Task prompt: Search the entries below for the word "yellow" and copy each line that has it.

_ _ _ _ _

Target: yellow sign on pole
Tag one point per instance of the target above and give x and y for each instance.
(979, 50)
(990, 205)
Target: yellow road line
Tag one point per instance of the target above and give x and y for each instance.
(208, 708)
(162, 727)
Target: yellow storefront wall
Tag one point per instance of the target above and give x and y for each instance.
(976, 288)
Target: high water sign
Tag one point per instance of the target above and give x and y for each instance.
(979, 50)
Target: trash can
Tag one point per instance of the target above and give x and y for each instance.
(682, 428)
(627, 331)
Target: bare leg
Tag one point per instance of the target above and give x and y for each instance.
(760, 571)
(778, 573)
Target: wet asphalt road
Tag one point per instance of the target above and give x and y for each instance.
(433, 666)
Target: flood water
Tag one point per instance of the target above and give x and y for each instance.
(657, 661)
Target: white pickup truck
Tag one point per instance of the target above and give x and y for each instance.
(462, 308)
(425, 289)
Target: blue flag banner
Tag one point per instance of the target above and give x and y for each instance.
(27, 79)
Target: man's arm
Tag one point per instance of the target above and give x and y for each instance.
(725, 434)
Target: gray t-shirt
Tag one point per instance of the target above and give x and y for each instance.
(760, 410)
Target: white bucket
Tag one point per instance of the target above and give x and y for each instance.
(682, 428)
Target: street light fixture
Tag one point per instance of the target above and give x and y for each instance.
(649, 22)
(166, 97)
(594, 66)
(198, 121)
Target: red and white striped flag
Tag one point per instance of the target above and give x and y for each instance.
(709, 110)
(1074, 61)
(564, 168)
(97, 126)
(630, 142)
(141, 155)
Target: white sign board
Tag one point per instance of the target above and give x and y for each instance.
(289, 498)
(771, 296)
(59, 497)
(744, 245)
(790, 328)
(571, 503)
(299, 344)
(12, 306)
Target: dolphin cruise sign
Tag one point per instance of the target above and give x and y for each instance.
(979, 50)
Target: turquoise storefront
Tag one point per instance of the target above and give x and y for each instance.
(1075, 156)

_ _ _ _ _

Exercise output:
Target: yellow sign on pole
Target: yellow road line
Target: yellow storefront wall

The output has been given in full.